How would the sentence "This week I kept everything in and I crashed." from the Happiness Hacks post read in Spanish?

Source text:
'''

Wednesday, June 15, 2011

Happiness Hacks

It's been a couple of deflating weeks.  Between work, home, and general life stress, I had a breakdown.  I can see how easy it would be fore someone to become and alcoholic.  Now I"m not even close to that, but there were quite a few times I could have really used a drink.

What I'm finding is really hard for me is; who do I vent to?  I'm a pretty positive person.  I let a lot of things just roll off my back or I keep them to myself because I don't want my negativity to effect others.  But there are those times where you just need to vent and I'm not sure who or where I can go to.  This week I kept everything in and I crashed.  I was angry, depressed, upset of things out of my control.  Every little thing that came after this one incident was bigger than it should have been and I checked out.

'''

Point placement records
'''

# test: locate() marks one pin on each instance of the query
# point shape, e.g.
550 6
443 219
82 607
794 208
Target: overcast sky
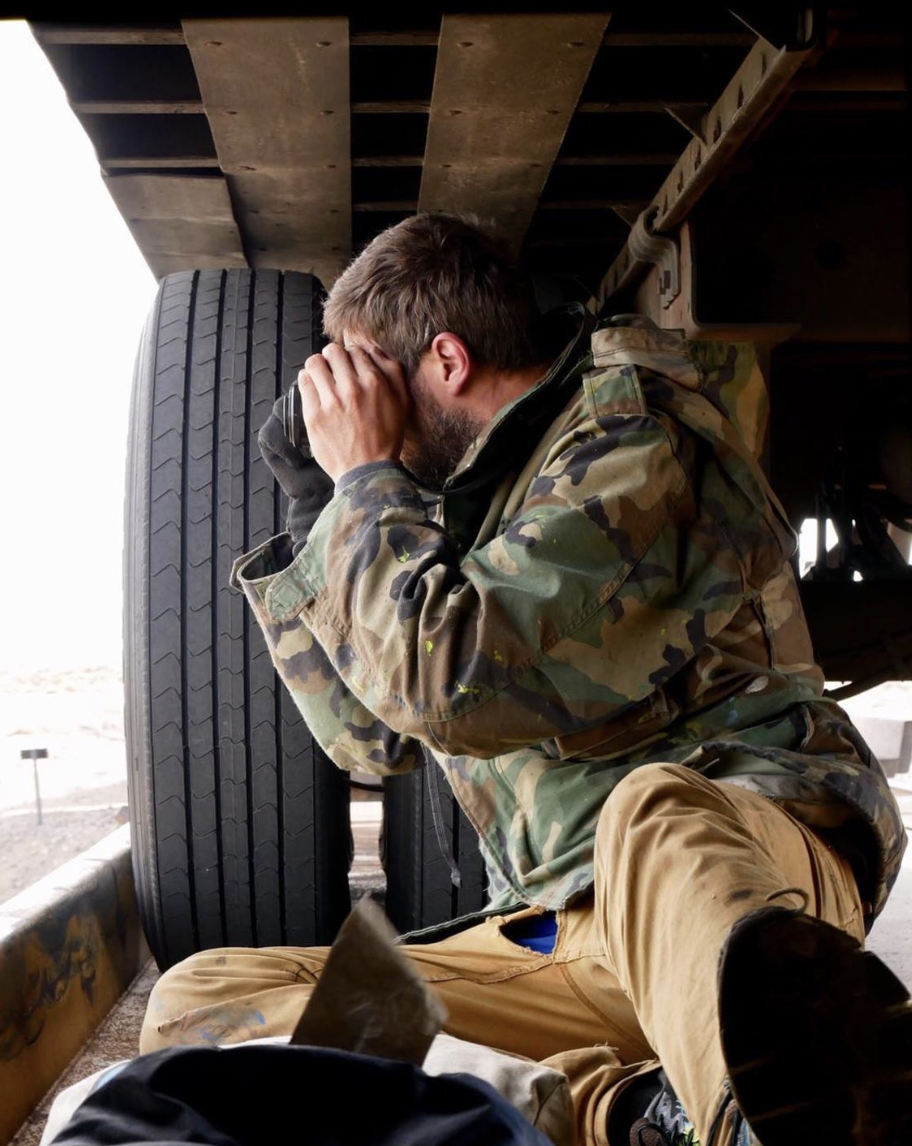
73 295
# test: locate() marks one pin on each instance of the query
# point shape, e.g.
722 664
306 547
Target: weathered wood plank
276 95
138 107
180 222
505 88
429 39
99 33
159 161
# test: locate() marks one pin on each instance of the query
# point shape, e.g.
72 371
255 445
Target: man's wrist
362 471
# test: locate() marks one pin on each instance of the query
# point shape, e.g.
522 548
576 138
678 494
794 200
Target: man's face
437 434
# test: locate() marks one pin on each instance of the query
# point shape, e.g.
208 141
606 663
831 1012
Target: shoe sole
817 1035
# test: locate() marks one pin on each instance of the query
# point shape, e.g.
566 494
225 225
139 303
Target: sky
73 296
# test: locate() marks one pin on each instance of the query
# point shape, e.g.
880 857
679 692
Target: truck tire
419 887
241 831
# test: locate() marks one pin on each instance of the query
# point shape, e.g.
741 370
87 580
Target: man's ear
453 361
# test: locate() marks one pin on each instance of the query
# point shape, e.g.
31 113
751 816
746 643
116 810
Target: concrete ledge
69 947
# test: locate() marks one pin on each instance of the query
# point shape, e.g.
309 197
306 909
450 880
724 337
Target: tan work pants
631 981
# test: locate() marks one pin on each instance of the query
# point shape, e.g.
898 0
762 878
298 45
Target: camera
292 415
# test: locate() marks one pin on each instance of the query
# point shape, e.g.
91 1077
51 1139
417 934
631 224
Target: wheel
419 888
240 823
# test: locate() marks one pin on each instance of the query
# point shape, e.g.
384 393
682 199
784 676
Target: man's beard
435 438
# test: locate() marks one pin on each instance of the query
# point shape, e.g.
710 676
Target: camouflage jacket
604 582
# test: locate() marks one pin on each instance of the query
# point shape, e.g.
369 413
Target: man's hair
433 273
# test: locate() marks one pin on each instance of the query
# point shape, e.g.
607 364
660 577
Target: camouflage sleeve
597 590
351 736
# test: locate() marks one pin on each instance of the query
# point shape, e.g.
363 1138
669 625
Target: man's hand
354 405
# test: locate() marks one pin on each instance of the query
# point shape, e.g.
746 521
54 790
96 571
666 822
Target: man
596 632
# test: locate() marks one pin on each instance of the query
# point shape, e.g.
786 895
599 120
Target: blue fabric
537 932
266 1095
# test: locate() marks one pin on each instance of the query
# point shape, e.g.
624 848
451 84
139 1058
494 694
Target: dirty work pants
631 981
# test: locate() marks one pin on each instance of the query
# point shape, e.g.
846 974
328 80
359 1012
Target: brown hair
433 273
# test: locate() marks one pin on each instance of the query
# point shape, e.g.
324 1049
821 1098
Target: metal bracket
645 245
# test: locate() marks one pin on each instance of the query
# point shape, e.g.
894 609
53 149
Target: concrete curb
69 948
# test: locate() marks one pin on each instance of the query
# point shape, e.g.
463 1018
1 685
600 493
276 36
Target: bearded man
549 558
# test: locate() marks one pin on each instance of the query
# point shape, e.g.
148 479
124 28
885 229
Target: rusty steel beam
749 97
70 946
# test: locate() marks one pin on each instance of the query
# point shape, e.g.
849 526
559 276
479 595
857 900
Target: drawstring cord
437 815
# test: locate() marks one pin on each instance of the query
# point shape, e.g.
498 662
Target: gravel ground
31 849
77 716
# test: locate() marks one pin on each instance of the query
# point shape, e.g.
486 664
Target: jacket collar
519 423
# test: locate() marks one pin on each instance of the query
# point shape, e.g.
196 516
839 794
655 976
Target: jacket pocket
634 728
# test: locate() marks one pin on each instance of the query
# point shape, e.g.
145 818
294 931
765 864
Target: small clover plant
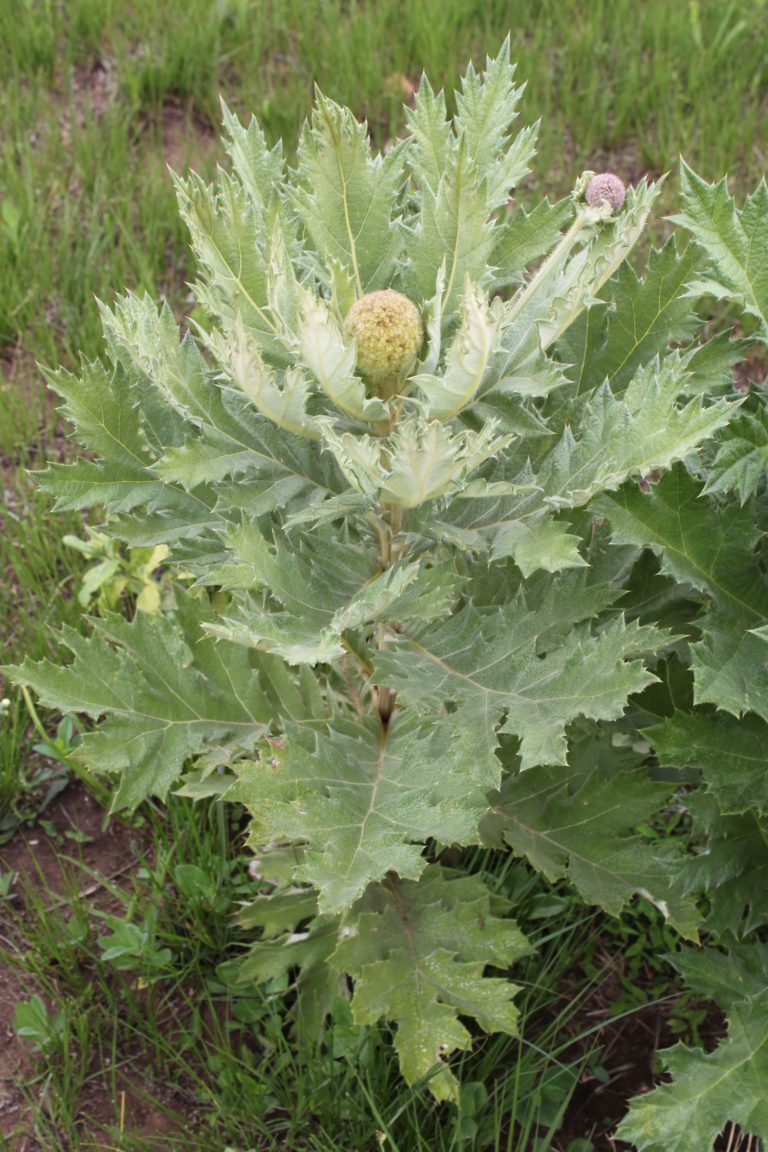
431 471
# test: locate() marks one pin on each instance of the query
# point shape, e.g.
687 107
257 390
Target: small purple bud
606 187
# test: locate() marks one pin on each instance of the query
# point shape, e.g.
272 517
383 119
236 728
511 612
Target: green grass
158 1007
97 97
86 86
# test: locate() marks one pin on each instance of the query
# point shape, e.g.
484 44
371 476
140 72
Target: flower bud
606 187
387 332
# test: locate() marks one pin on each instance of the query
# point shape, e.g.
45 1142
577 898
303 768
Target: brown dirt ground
46 861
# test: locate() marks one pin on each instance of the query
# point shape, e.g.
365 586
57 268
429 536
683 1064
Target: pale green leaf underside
579 821
491 668
165 691
362 801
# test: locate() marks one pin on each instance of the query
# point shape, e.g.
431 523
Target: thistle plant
386 474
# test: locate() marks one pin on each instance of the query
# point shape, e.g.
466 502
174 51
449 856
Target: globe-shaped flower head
387 331
606 187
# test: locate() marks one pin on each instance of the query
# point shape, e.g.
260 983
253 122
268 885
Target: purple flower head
606 187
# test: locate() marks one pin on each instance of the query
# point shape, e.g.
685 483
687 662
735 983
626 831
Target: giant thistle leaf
731 755
499 673
362 800
167 694
735 241
346 197
418 953
709 1090
713 550
580 821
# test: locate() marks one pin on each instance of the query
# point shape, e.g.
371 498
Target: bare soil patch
77 854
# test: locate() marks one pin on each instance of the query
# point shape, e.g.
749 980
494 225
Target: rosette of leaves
708 532
400 627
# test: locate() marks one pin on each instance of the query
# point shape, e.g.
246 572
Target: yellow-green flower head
387 332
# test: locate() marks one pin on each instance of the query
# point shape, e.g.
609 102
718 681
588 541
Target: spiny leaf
362 800
418 952
258 167
228 237
645 315
525 237
486 108
544 543
731 755
453 233
707 1091
346 198
579 821
713 550
167 694
742 461
736 241
466 360
491 667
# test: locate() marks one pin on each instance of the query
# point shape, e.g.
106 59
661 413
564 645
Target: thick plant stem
389 553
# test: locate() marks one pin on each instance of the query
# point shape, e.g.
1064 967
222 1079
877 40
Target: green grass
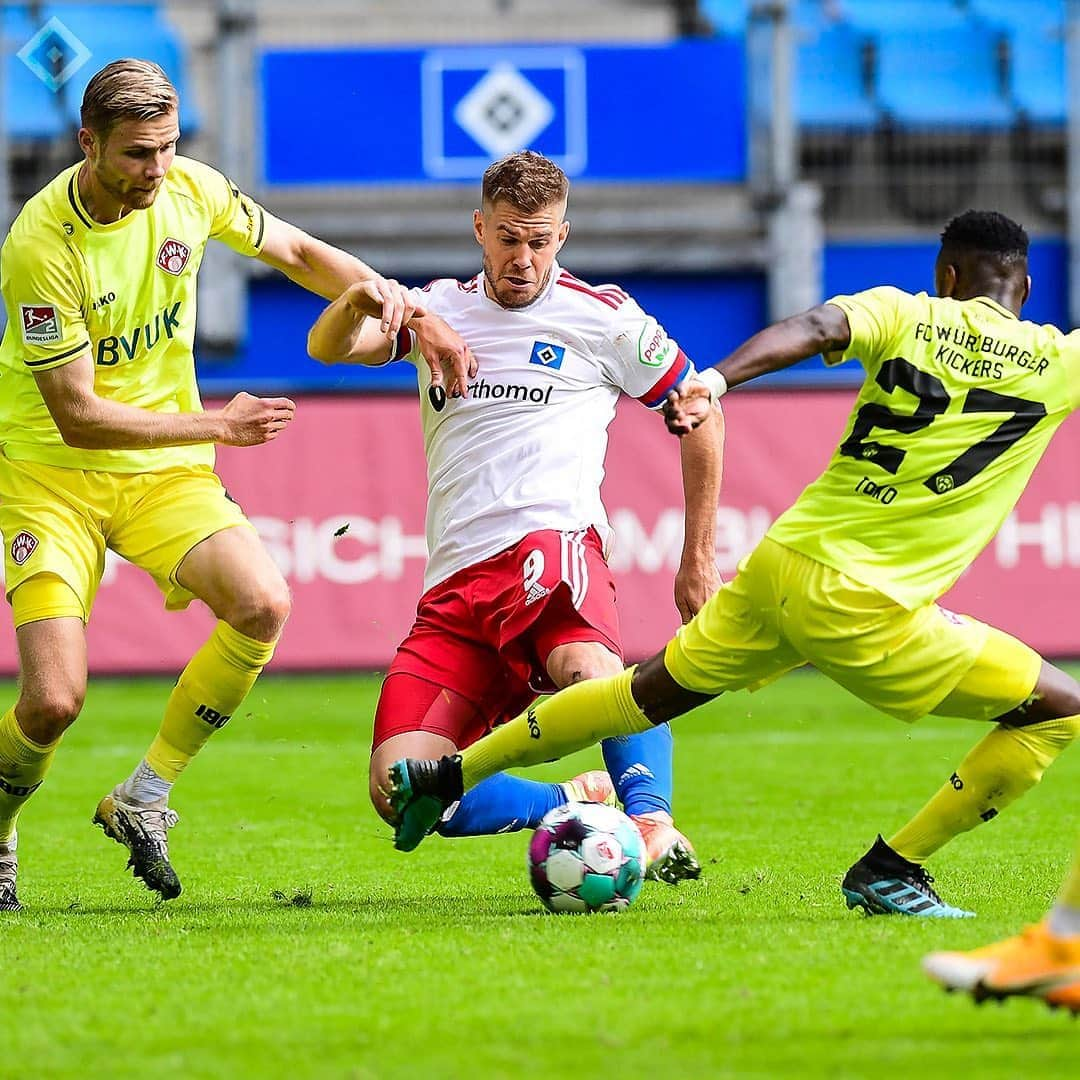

'''

Exercise output: Esta semana me guardé todo y me derrumbé.